• [What to work on]
**1)** Using the account of the trip to the Barber museum, answer each question:
(a) In which town did the two riders stop for the night after pulling out of Junction?
(b) How many levels does the museum have, not counting the basement?
(c) Which four bikes on display had the writer once owned?
**2)** Write a two-sentence summary of the account of the trip to the Barber museum.
**3)** Pick up the account of the trip to the Barber museum right after its last sentence and keep writing.

• [Excerpt to read]
THE BARBER CLASSIC MOTORCYCLE MUSEUM AND MOTORSPORTS PARK
May 5, 2007.  I met my travelin' buddy Texas Chuck in Leakey, Texas for the start of a long awaited trip to the Barber Vintage Motorcycle Museum in Birmingham, Alabama.  We spent the 5th riding around the Hill Country before returning to Junction, TX where Chuck's ST Owners Club was holding a gathering.  He'd ridden down from Wichita Falls with some of them on Friday.  Sunday moring we pulled out of Junction with the intent of making it about half way to Birmingham.  We ended up in Eldorado, Arkansas for the night.  The next day was fairly short and we arrived at our destination about 3:15.  Tuesday morning found us at the Barber Mueseum at 9:15.  But it didn't open until 10:00 so there was nothing left to do but ride around the area.  I'm not sure what I expected the Birmingham area to be like, cotton fields and wide open spaces I guess but I was pleasantly surprised at the hills and trees.  Actually quite stimulating!  But we were back at the door at 10:00, first in (and we would be last out.) 

The museum is impossible to adequately discribe but I'll try.  Trying to capture it with a camera is like trying to capture the immensity of the Grand Canyon.  It simply cannot be done.  There are five levels plus the basement (off limits except on rare occasions) where restorations are done.  The levels are roughly broken down into years with the top floor a medley of bikes with no real theme.  The other levels are broken down by periods of time, pre 1960, post 1960, etc.  And then there are special displays of designers, racers, manufacturers, etc.  There is one display devoted to Indian, another to Lotus cars (with virtually every significant model on display including two replicas of the first two Lotus cars), another to Harley Davidson, and others.  Barber is a car guy so much of one floor is devoted to cars.  But they are race cars and superb examples of Grand Prix, Indy, NASCAR, etc.  If I use 'etc' too much, I appologize but there are just too many examples to name every one!  And now to the photos.  I was pleased to find four examples of bikes I've owned:  the Cushman Highlander, Yamaha DT 250, Honda SL 350, and FJ 1100.  Unfortunately I'm not a very good photographer and too many of my pictures turned out blurry.  I'd like to think I was just shaking with excitement but in truth it may be old age.

• [Information provided]
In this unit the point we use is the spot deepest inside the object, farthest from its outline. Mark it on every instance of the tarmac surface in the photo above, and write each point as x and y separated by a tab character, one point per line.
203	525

• [Outputs]
**1)**
(a) Eldorado, Arkansas.
(b) Five.
(c) The Cushman Highlander, Yamaha DT 250, Honda SL 350, and FJ 1100.

**2)** The writer met Texas Chuck in Leakey, Texas, rode the Hill Country, and then traveled by way of Eldorado, Arkansas to Birmingham, Alabama, arriving at the Barber museum before it opened and ending up first in and last out. The museum has five levels of motorcycles, mostly grouped by period, plus special displays and a floor of race cars, and among them the writer found four bikes once owned, though many of the writer's photos came out blurry.

**3)**
For me this is what started it all:  my first two wheeled motor vehicle.  Hardly a motorcycle, and with an incredible 4.8 horsepower, barely a scooter, a 1958 Cushman Highlander Model 711 'tube'.  They only made these for three months at the factory in Lincoln, Nebraska before adding a fiberglass body.  They were still a Model 711 but they made a lot more of them with the body.  I don't know if the frame and engine, gas tank placement, etc. stayed the same but I'd guess it did.  Mr. Barber apparently likes Cushmans as there were at least a half dozen of them in the museum, mostly Eagles.  I recall that a kid in my class in high school had an Eagle at the same time I had my Highlander.  How I did envy him!  And it was a Super Eagle with twice pipes!  But at our 40th class reunion, he was limping around on a cane and I rode there from Texas on my BMW RT.  So much for high school envy.  (If you are at all interested in Cushman's, here is a super web page by a true fanatiic:)
                                             
www.hobbytech.com.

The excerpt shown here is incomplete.